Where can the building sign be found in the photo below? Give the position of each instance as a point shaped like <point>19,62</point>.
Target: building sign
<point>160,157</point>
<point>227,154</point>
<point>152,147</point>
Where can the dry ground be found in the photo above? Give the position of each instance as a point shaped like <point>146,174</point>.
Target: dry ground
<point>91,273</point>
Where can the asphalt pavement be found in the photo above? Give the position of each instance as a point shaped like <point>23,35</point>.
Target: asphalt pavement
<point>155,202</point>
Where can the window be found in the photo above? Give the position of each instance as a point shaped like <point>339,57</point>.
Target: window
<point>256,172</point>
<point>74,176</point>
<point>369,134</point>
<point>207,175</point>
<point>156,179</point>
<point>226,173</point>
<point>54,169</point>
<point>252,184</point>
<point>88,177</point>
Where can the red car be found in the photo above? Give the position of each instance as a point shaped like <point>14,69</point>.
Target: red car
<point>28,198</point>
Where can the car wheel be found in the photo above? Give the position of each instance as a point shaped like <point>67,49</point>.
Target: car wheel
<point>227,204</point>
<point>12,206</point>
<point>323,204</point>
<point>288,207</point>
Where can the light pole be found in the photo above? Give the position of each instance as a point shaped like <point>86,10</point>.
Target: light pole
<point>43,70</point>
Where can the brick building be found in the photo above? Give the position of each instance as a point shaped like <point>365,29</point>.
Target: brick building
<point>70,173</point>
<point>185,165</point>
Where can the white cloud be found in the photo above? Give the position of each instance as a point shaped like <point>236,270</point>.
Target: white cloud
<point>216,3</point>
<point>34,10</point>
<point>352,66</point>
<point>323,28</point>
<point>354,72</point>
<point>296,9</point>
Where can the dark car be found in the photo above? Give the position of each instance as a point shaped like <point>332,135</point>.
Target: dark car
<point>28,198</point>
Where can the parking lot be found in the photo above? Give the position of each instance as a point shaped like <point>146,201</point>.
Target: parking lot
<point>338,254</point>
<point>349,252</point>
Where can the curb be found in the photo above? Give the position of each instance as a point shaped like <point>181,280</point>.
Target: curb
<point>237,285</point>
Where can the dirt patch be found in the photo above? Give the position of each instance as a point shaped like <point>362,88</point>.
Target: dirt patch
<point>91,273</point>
◆ ◆ ◆ ◆
Rewrite everything from the line containing "Where can the dark" down to the end of the records, swapping "instance" for "occurrence" and keeping all else unchanged.

**Complete response**
Where can the dark car be found in the photo above? Give the position of each occurrence as a point shaped like <point>332,135</point>.
Target: dark car
<point>28,198</point>
Where can the parking lot be found in the photo above? Give the position of each occurrence as a point shaped like <point>146,201</point>.
Target: parking lot
<point>338,254</point>
<point>349,252</point>
Where can the curb be found in the photo above? Give the position of each occurrence as a point shaped like <point>181,280</point>.
Target: curb
<point>237,285</point>
Where can the dirt patch be found in the photo above? Give the position of each occurrence as a point shaped like <point>362,88</point>.
Target: dirt patch
<point>91,273</point>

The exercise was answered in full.